* PROBLEMS AND TASKS *
1 – In the account of the overland journey, what temperature did the thermometer show in the shade at Little Muddy?
2 – Carry the account of the overland journey forward, picking up right after its final sentence.
***** PASSAGE SHOWN *****
After passing the Mormons we came upon a descent which appeared little removed from an angle of 35°, and suggested the propriety of walking down. There was an attempt at a zigzag, and, for the benefit of wagons, a rough wall of stones had been run along the sharper corners. At the foot of the hill we remounted, and, passing through a wooded bottom, reached at 12 15 P.M.—after fording the Big Muddy—Little Muddy Creek, upon whose banks stood the station. Both these streams are branches of the Ham’s Fork of Green River; and, according to the well-known “rule of contrairy,” their waters are clear as crystal, showing every pebble in their beds.

Little Muddy was kept by a Canadian, a chatty, lively, good-humored fellow blessed with a sour English wife. Possibly the heat—the thermometer showed 95° F. in the shade—had turned her temper; fortunately, it had not similarly affected the milk and cream, which were both unusually good. Jean-Baptiste, having mistaken me for a Française de France, a being which he seemed to regard as little lower than the angels—I was at no pains to disabuse him—was profuse in his questionings concerning his imperial majesty, the emperor, carefully confounding him with the first of the family; and so pleased was he with my responses, that for the first time on that route I found a man ready to spurn cet animal féroce qu’on appelle la pièce de cinq francs—in other words, the “almighty dollar.”

We bade adieu to Little Muddy at noon, and entered a new country, a broken land of spurs and hollows, in parts absolutely bare, in others clothed with a thick vegetation. Curiously shaped hills, and bluffs of red earth capped with a clay which much resembled snow, bore a thick growth of tall firs and pines whose sombre uniform contrasted strangely with the brilliant leek-like, excessive green foliage, and the tall, note-paper-colored trunks of the ravine-loving quaking asp (Populus tremuloides). The mixture of colors was bizarre in the extreme, and the lay of the land, an uncouth system of converging, diverging, and parallel ridges, with deep divisions—in one of these ravines, which is unusually broad and grassy, rise the so-called Copperas Springs—was hardly less striking. We ran winding along a crest of rising ground, passing rapidly, by way of farther comparison, two wretched Mormons, man and woman, who were driving, at a snail’s pace, a permanently lamed ox, and after a long ascent stood upon the summit of Quaking-Asp Hill.
***** INFORMATION SHOWN *****
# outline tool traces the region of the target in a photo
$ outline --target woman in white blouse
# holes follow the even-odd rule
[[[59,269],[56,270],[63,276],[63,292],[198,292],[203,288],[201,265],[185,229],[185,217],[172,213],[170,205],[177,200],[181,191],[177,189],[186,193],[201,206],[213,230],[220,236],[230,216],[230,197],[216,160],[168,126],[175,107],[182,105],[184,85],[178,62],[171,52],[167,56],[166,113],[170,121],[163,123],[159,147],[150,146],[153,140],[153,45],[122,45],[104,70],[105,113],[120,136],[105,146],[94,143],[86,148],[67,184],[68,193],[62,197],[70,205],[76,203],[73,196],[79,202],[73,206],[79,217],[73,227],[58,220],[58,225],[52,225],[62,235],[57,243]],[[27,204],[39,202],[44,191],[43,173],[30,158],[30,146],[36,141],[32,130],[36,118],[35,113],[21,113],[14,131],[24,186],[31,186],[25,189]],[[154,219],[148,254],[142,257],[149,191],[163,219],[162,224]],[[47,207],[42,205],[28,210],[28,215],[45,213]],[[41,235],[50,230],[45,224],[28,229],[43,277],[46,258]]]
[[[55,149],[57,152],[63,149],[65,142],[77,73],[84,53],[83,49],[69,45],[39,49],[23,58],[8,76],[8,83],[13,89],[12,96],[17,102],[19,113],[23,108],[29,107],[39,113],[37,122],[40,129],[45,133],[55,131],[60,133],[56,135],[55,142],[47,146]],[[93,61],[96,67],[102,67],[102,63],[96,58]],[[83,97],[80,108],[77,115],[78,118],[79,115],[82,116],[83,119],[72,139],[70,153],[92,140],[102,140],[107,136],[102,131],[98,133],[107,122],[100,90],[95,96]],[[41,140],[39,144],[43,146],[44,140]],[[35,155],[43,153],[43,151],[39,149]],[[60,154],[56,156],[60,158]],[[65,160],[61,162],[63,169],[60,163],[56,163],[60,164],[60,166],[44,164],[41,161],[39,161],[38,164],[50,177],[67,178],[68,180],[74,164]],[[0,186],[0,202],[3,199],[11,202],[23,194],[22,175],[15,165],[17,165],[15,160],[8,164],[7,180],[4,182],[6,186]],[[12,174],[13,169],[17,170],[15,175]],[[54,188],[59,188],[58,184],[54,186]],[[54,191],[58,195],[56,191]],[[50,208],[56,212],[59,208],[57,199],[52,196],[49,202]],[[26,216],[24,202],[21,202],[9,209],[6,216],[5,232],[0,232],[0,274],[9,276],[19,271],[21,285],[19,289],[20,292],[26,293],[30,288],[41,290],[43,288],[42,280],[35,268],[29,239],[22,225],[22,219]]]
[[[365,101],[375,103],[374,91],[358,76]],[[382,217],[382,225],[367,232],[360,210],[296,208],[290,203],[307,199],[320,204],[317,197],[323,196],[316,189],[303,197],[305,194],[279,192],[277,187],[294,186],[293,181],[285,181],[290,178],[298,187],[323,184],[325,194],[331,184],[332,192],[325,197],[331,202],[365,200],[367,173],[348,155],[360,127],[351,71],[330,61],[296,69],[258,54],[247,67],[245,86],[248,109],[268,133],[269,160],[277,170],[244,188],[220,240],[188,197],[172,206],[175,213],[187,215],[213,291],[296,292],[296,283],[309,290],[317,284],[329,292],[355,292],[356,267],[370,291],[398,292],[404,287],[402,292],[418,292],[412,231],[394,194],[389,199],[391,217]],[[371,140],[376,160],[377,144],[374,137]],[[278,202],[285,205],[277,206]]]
*****
* EXPECTED ANSWERS *
1 – 95° F.

2 –
QUAKING-ASP HILL.Quaking-Asp Hill, according to the drivers, is 1000 feet higher than the South Pass, which would exalt its station to 8400 feet; other authorities, however, reduce it to 7900. The descent was long and rapid—so rapid, indeed, that oftentimes when the block of wood which formed our brake dropped a bit of the old shoe-sole nailed upon it to prevent ignition, I felt, as man may be excused for feeling, that catching of the breath that precedes the first five-barred gate after a night of “heavy wet.” The sides of the road were rich in vegetation, stunted oak, black-jack, and box elder of the stateliest stature; above rose the wild cherry, and the service-tree formed the bushes below. The descent, besides being decidedly sharp, was exceedingly devious, and our frequent “shaves”—a train of Mormon wagons was crawling down at the same time—made us feel somewhat thankful that we reached the bottom without broken bones.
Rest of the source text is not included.